■ Text to read:
● ● ● ●

Biofuel-obsessed U.S. seen blowing 'historic opportunity' in nascent green chemical market

The United States may be losing a major opportunity to be a global leader in the growing market for green chemicals because of its overwhelming policy tilt toward biofuels, industry experts say.

There are big profit margins in renewable chemicals, experts say, as major corporations like Coca-Cola Co. and Wal-Mart Stores Inc. demand cleaner chemicals for their booming efforts to promote being green.

But U.S. policy that has for many years emphasized biofuels and biopower production has yet to catch up with the shift on chemicals that is taking place in the private sector, experts and advocates say. Though the new farm bill includes an incentive for renewable chemicals, other nations appear to be lapping the United States in attracting and nurturing renewable chemical production.

"These companies are going to get incentive packages to build abroad," said Corinne Young, chief advocate at the Renewable Chemicals and Materials Alliance. "The U.S. has a historic opportunity to lead or to lose."

About three-quarters of each barrel of crude oil goes into the production of fuels -- gasoline, diesel and jet fuel -- in a market worth about $400 billion, the Department of Energy found. On the other hand, less than 10 percent of the barrel goes into producing petrochemicals, whose market is nearly as valuable as the fuels market.


That means there's much higher potential short-term value for companies that tap the chemicals market.

"While the fuels market is very large, the values that get created from the carbon that's used in the fuel market are pretty low," said Andy Shafer, executive vice president at Elevance Renewable Sciences Inc., which produces cleaners, degreasers, personal care products and polyurethanes out of plant-based materials.

The list of advanced biofuel companies shifting to green chemicals in the short term is growing.

Among them, Solazyme Inc., which began by making jet fuel from algae oil, is currently focused on cosmetics, nutritionals and other high-value applications of chemicals. Amyris Inc. had eyed renewable diesel and jet fuel but in 2012 announced that it would instead produce chemicals for the cosmetics industry in the short term. After intending to produce both fuels and chemicals, Virent Inc. has narrowed its focus to chemicals used in the making of plastic bottles.

Nationwide, the nascent renewable chemicals industry has the potential to create 19,400 jobs by 2022, energy analyst Nexant Inc. says in a report presented at a conference in Philadelphia last week by the Department of Agriculture. Renewable chemicals could grow from 165,000 metric tons to 3.2 million metric tons during that time period, the report says.

Despite the market potential for renewable chemicals, U.S. policy since the mid-2000s has been largely focused on the lower-value fuels market.

In 2007, the nation passed a renewable fuel standard (RFS) that required refiners to each year blend a certain amount of ethanol and advanced biofuels into gasoline and diesel. Advanced biofuel producers also have access to tax credits, though they're expired at the moment and await congressional action.

The RFS and government incentives for advanced biofuels in the mid- to late 2000s were driven by high oil prices, national security concerns and an effort to address greenhouse gas emissions.

Advanced biofuels were also seen as the next logical step after the establishment of the corn ethanol industry, said Mark Schweiker, a former Republican governor of Pennsylvania and chief relationship officer at Renmatix Inc., a company hoping to produce the sugars that go into renewable chemicals production.

● ● ● ●

■ Supplied material:
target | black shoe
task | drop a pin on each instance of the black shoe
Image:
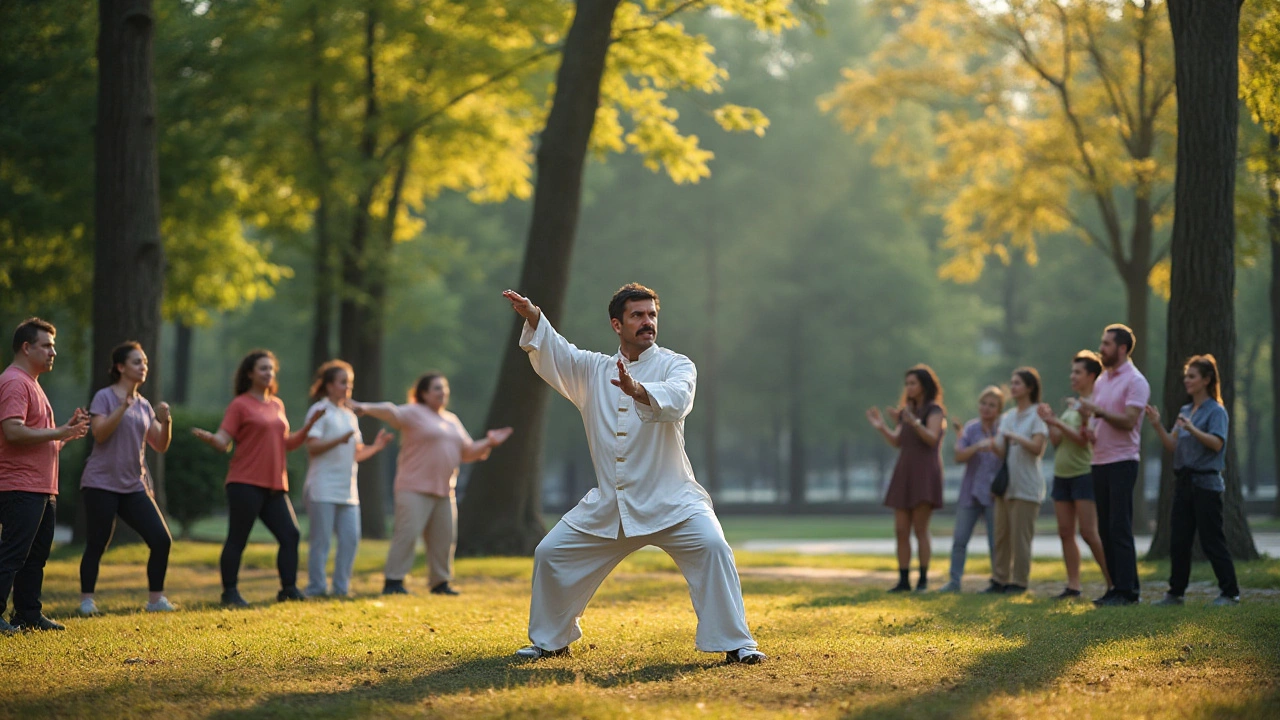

● ● ● ●

■ Instructions:
(a) According to the article on green chemicals, why does the chemicals market hold much higher short-term value for companies than the fuels market?
(b) Name every advanced biofuel company that the article on green chemicals gives as an example of shifting toward chemicals.
(c) Continue the article on green chemicals from its final sentence.

■ Expected outputs:
(a) About three-quarters of each barrel of crude oil goes into fuels, a market worth about $400 billion. Less than 10 percent of the barrel goes into petrochemicals, yet that market is nearly as valuable as the fuels market.

(b) Solazyme Inc., Amyris Inc., Virent Inc.

(c)
"When you step back and consider the why of that, it made complete sense. Certainly, at this date, I would tip my hat to then-Republican President [George W.] Bush," Schweiker said. "It was really just, in the world of public policy, sometimes it's just best to establish one front and succeed, and not multiple fronts."

But the policies meant that the markets developed differently than they would have based on economics, said Brent Shanks, director of the Center for Biorenewable Chemicals at Iowa State University.

"If this whole biofuels, bio-based area had grown organically, as opposed to a federal drive, it would have developed much differently," Shanks said. "From a strict commercialization perspective, you would have started at the highest-value chemical. There's some market there, and as you learn technology and refine it, you would go to lower-margin products."

Green-chemical companies go abroad

The U.S. focus on biofuels has already driven some renewable chemical producers overseas.

"We would have loved to build that here first, but we were able to move more quickly in Southeast Asia," Shafer said of Elevance's first commercial-scale plant, which was built in Indonesia.

The farm bill that was signed into law in February was a significant step in moving policy toward renewable chemicals, advocates say. For the first time, the bill opened up major USDA biorefinery grant and loan programs to renewable chemical manufacturers.

The policy pendulum that had swung toward biofuels "has begun to swing back with the farm bill," said Young, who helped craft some of the nation's first legislation spurring industrial biotechnology programs.

For BioAmber Inc., a renewable chemical company that sited its first facility in Canada after the government provided the company with more than $30 million in grants and loans, the change in the farm bill has helped make the United States more attractive as it shops locations for a second $350 million commercial plant.

"For companies like us, having access to loan guarantees for big projects makes a lot of sense," said Executive Vice President Mike Hartmann.

Low electricity costs and an abundant agricultural base -- BioAmber uses high-fructose corn syrup as a feedstock for plant-based succinic acid -- also play in the United States' favor, Hartmann said. BioAmber has always been a renewable chemicals company.

"On a head-to-head basis, the logic and economics of biochemical just make a lot more sense," Hartmann said.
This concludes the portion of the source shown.